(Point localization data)
== == ==

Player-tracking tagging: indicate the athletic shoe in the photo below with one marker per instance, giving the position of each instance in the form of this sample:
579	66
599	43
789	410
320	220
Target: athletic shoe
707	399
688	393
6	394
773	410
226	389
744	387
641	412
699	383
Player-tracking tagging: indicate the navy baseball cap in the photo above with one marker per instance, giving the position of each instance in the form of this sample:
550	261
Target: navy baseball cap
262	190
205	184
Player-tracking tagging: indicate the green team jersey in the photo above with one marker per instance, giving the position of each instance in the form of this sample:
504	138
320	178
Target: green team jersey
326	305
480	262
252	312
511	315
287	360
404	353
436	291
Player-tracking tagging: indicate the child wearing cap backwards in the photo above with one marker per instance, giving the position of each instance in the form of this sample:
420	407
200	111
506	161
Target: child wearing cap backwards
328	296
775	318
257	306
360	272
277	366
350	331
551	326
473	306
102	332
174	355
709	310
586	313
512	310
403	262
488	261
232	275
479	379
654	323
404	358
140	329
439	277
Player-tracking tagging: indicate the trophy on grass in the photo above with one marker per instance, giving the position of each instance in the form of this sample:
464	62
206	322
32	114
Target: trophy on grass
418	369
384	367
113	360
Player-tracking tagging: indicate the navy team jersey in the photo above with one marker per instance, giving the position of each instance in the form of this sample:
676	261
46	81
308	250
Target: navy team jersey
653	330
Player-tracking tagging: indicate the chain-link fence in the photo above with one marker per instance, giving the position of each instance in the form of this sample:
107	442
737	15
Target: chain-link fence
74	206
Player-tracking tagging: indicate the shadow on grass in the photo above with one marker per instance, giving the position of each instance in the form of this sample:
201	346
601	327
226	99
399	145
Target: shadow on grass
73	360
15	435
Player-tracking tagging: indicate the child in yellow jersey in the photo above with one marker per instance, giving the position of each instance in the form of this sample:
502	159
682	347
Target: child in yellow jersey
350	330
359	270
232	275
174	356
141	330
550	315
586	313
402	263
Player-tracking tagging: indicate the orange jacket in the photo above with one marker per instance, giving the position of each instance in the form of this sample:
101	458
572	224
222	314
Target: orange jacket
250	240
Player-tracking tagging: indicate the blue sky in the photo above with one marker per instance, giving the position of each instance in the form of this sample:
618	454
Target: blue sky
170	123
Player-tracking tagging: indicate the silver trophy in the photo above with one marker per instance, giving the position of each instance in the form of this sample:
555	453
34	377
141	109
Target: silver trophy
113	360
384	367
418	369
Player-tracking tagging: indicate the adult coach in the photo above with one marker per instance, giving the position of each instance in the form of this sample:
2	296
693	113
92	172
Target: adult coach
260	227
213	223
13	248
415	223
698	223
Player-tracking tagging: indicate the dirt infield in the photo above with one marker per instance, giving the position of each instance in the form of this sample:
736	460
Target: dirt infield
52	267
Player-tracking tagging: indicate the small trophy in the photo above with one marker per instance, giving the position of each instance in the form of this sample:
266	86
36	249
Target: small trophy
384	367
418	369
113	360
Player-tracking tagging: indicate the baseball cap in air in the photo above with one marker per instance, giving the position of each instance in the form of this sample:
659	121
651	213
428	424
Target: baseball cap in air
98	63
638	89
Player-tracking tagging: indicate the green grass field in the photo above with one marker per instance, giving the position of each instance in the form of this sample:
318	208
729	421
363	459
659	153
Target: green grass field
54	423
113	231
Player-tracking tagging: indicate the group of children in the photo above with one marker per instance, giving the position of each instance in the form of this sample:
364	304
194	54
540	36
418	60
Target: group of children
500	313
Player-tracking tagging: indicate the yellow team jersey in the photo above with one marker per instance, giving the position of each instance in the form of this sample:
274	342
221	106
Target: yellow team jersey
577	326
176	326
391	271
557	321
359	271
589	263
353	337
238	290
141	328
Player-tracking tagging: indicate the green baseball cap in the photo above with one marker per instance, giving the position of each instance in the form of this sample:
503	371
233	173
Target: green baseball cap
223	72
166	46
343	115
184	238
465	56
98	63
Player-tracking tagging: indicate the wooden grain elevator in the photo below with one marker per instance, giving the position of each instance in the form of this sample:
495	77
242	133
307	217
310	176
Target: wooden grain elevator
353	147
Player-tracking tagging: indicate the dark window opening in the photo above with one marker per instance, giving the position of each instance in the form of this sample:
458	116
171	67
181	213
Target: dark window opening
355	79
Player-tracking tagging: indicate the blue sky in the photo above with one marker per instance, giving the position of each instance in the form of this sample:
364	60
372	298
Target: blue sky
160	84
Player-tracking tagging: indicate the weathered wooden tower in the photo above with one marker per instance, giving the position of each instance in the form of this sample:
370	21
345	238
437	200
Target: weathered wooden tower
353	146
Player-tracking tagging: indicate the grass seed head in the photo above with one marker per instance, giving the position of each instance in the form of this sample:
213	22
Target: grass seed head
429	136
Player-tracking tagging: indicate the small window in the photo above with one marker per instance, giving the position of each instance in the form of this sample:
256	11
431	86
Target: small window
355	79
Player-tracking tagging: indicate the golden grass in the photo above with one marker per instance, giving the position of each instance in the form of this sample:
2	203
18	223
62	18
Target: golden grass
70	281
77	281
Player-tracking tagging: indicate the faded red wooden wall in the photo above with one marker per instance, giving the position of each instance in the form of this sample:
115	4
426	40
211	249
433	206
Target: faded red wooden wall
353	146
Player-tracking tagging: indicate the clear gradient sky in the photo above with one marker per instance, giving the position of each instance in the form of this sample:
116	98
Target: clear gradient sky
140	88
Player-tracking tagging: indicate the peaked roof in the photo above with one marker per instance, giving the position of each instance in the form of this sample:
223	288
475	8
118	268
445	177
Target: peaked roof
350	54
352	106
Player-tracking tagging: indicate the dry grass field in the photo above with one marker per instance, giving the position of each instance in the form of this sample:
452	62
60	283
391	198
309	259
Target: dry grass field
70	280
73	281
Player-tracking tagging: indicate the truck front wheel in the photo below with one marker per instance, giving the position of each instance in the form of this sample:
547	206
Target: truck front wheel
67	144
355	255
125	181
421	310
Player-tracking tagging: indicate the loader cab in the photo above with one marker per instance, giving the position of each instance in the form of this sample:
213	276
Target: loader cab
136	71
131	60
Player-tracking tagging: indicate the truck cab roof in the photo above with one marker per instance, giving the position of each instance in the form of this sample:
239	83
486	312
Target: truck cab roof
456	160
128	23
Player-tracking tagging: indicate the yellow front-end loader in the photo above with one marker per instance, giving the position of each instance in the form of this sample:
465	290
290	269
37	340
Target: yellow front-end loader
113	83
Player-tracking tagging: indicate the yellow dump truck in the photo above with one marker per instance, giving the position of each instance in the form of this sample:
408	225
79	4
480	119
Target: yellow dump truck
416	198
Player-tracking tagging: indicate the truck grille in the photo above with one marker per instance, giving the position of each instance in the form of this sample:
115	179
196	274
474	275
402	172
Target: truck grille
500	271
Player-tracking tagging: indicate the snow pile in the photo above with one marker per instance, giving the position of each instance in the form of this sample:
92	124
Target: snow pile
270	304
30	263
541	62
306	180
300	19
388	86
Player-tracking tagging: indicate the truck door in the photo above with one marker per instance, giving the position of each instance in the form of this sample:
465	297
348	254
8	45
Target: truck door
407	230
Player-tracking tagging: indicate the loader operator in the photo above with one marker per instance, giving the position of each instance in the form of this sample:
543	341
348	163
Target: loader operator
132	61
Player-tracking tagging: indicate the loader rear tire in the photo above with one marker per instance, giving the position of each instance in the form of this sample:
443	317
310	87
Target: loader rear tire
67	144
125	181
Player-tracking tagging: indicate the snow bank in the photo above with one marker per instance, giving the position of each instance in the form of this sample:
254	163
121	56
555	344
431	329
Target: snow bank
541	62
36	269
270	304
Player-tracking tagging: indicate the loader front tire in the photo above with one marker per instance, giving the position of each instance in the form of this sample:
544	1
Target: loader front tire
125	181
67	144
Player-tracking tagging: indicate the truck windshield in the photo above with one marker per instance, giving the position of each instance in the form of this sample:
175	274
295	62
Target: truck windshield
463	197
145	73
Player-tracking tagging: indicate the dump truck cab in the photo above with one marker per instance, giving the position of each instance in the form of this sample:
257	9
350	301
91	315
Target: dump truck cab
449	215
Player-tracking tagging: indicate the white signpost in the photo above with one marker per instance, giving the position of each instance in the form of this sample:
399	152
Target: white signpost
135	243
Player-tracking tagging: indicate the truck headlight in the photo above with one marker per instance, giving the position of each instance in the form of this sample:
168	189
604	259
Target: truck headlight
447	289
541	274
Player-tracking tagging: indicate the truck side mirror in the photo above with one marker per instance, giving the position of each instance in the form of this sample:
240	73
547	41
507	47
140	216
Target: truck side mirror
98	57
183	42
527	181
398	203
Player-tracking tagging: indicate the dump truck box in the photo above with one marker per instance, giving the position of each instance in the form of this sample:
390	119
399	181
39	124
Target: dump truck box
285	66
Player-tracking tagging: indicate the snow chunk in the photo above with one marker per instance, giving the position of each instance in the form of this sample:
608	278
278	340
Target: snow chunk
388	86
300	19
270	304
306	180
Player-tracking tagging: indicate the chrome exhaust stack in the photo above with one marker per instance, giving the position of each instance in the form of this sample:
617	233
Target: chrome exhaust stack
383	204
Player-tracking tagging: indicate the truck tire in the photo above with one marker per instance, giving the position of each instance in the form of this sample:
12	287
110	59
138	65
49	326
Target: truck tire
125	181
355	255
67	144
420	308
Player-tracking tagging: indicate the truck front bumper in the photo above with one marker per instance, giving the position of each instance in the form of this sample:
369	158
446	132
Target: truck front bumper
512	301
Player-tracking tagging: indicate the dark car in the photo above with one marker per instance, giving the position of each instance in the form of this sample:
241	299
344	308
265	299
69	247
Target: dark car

== == ==

• _How to complete this task_
Of the records above, copy each line that includes "below".

• _Completed task_
Player-tracking tagging: indicate the athletic shoe in the photo below with one marker per instance, giving the position of each instance in the form of this sample:
Player-tracking tagging: indicate the wooden grain elevator in the photo below with one marker per instance, giving the position of each instance in the form of this sample:
Player-tracking tagging: indicate the truck front wheel in the photo below with one marker per instance, giving the position of each instance in the form of this sample:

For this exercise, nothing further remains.